## [YOUR TASK]
Please report every line in the data below that contains the word "flight", copying each such line in full.

## [DATASET]

►

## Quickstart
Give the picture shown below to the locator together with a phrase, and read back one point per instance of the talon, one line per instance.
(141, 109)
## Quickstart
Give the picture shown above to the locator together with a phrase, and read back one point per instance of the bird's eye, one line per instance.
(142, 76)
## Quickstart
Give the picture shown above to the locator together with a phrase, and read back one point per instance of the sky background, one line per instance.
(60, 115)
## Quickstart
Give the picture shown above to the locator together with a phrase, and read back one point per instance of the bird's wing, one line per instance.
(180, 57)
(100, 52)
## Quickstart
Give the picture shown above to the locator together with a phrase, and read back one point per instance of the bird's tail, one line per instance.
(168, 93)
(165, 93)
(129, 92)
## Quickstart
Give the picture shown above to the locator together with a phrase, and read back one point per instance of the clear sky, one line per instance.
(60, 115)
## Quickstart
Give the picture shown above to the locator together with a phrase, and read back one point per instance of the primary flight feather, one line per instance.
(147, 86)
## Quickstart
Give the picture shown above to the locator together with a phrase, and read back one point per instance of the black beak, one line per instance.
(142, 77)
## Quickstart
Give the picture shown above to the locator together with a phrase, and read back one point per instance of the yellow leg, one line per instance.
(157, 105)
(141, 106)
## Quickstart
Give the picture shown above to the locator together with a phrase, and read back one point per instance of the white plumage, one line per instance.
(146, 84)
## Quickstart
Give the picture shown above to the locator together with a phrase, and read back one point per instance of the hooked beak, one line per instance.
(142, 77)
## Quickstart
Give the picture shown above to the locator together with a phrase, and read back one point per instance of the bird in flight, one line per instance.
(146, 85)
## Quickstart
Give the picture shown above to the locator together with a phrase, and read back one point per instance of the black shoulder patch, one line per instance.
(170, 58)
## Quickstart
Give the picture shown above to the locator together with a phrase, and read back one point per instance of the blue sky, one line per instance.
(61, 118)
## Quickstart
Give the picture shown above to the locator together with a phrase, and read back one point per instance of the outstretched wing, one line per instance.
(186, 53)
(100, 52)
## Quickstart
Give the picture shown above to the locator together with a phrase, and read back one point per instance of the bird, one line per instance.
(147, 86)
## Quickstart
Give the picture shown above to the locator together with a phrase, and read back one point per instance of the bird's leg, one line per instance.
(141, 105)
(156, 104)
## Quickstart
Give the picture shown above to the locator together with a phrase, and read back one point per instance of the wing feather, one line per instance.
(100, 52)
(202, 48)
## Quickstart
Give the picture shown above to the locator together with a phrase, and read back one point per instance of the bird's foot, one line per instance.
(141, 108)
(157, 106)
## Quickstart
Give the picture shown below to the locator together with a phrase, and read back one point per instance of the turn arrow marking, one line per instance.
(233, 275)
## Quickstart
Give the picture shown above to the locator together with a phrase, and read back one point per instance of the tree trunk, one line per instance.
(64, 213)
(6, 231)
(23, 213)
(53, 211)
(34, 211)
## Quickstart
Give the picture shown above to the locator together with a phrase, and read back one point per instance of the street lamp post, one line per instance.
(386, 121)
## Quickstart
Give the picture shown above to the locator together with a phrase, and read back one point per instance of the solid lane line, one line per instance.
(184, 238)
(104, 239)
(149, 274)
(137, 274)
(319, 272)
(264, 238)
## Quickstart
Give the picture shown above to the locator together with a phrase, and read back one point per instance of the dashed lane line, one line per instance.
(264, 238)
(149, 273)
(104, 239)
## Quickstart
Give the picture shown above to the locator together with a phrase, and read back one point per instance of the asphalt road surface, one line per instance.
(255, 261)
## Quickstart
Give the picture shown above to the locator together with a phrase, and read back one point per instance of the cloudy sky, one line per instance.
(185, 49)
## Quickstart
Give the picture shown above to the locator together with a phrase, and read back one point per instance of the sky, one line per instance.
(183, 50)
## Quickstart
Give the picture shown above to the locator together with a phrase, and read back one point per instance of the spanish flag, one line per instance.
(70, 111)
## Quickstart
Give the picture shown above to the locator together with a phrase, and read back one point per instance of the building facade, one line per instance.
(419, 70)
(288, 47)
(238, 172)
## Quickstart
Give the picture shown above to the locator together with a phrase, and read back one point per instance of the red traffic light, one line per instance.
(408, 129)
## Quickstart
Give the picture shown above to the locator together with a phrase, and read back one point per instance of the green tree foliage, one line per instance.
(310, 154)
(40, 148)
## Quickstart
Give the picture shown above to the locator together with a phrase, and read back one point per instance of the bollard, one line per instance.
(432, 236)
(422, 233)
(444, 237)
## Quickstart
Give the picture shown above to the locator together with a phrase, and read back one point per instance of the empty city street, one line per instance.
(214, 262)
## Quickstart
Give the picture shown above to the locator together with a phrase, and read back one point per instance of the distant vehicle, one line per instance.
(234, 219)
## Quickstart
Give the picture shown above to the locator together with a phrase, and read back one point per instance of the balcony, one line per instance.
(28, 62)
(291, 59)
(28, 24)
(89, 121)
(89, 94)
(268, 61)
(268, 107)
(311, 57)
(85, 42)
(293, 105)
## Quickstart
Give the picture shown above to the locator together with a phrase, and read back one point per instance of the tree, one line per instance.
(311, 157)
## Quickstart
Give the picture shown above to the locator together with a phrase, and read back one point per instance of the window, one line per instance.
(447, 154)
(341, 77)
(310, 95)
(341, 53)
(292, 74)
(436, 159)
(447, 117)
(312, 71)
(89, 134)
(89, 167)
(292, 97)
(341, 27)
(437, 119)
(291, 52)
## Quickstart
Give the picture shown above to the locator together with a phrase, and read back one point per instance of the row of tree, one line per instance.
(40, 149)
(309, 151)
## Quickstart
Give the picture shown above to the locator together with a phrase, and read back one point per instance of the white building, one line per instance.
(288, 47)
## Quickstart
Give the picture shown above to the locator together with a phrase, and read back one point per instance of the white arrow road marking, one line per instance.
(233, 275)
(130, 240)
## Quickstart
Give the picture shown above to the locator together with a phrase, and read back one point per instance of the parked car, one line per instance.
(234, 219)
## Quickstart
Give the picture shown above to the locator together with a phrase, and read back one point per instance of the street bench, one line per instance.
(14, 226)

◄
►

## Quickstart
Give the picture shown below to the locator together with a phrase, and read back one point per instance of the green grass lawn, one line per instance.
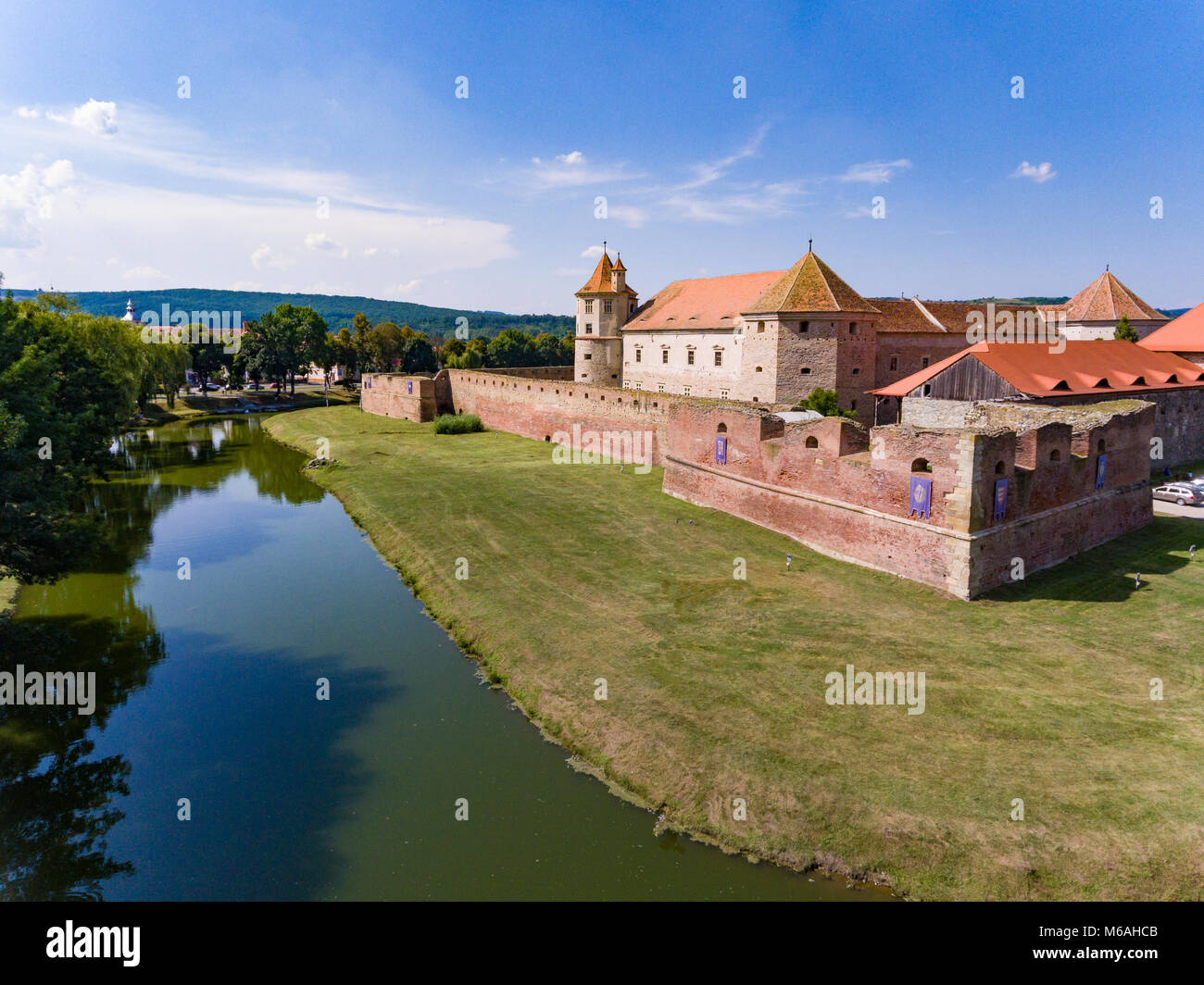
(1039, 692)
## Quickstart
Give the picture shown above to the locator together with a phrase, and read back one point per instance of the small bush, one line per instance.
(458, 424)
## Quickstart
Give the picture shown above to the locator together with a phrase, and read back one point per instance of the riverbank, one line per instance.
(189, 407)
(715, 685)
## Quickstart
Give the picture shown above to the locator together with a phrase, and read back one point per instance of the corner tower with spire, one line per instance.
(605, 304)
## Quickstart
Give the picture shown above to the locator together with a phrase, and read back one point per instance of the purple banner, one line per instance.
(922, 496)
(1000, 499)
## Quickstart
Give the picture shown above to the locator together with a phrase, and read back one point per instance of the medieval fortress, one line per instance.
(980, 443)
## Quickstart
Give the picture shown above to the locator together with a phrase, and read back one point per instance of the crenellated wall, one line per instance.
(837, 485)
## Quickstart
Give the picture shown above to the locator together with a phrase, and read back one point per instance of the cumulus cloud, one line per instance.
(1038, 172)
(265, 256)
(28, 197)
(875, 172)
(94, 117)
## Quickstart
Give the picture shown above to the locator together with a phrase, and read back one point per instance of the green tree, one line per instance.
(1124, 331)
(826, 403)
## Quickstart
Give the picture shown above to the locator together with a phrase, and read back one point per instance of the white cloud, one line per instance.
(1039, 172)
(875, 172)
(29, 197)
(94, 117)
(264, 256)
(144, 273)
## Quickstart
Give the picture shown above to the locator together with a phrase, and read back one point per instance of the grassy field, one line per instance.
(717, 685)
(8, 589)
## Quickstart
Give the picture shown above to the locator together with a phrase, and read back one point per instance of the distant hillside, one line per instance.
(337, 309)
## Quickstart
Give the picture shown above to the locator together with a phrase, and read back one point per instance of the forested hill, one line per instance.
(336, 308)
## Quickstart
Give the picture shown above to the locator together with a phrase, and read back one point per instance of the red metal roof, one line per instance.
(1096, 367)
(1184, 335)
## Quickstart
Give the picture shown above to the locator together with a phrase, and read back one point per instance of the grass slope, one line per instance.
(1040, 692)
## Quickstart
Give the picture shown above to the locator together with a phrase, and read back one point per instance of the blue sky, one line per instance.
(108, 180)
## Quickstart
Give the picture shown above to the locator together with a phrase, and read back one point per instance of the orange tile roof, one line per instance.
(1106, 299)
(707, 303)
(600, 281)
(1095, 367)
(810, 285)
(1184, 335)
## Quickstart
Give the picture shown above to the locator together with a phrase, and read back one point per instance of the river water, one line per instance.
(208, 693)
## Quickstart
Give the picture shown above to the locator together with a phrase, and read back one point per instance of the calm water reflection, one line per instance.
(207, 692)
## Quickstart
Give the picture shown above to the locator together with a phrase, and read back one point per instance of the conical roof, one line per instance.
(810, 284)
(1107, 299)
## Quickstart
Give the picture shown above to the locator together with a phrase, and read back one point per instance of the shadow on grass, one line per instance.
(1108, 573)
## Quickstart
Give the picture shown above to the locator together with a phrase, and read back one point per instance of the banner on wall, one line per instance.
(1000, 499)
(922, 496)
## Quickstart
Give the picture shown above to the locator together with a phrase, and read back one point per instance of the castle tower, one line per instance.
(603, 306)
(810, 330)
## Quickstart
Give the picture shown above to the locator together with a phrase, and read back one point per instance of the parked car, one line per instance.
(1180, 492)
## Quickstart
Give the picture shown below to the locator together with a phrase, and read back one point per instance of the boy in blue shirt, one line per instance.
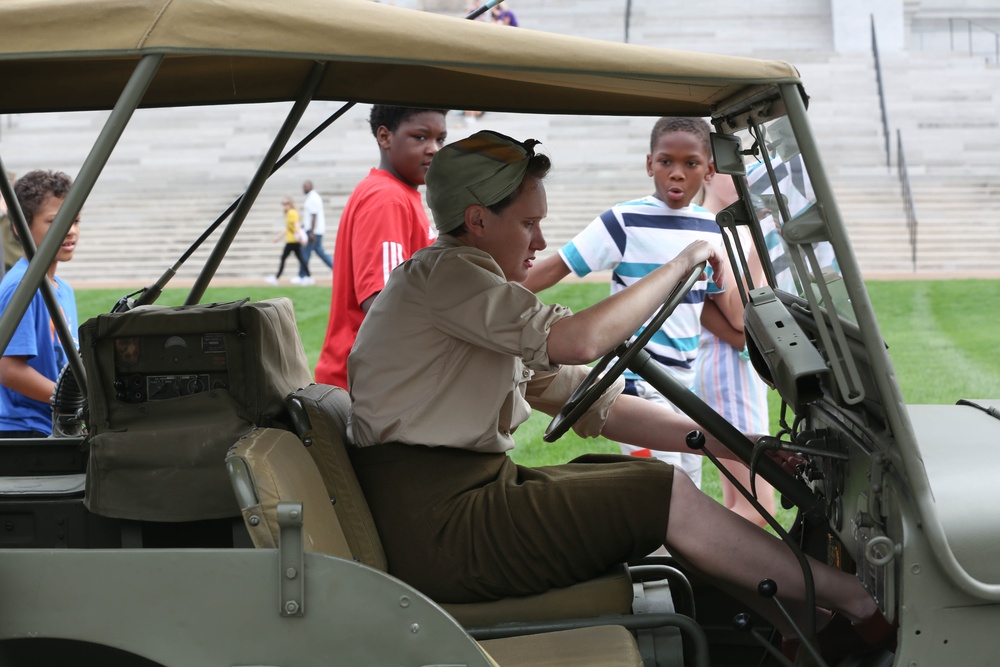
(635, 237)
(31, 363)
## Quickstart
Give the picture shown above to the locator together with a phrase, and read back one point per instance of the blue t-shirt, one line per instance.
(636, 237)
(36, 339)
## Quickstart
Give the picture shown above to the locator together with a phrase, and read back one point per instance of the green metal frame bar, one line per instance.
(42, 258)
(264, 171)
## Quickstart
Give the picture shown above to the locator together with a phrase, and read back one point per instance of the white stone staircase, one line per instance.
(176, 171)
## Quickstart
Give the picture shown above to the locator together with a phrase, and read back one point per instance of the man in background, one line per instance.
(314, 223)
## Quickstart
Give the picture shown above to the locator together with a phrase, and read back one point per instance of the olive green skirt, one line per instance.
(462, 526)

◄

## [EXERCISE RESPONSE]
Give the picture shown above to the locator together with a phrase, and read back one point per instance of the primary flight feather, one line per instance.
Give the picture shown above to the locator together with a phrase, and read back one point per instance of the bird in flight, one line per instance.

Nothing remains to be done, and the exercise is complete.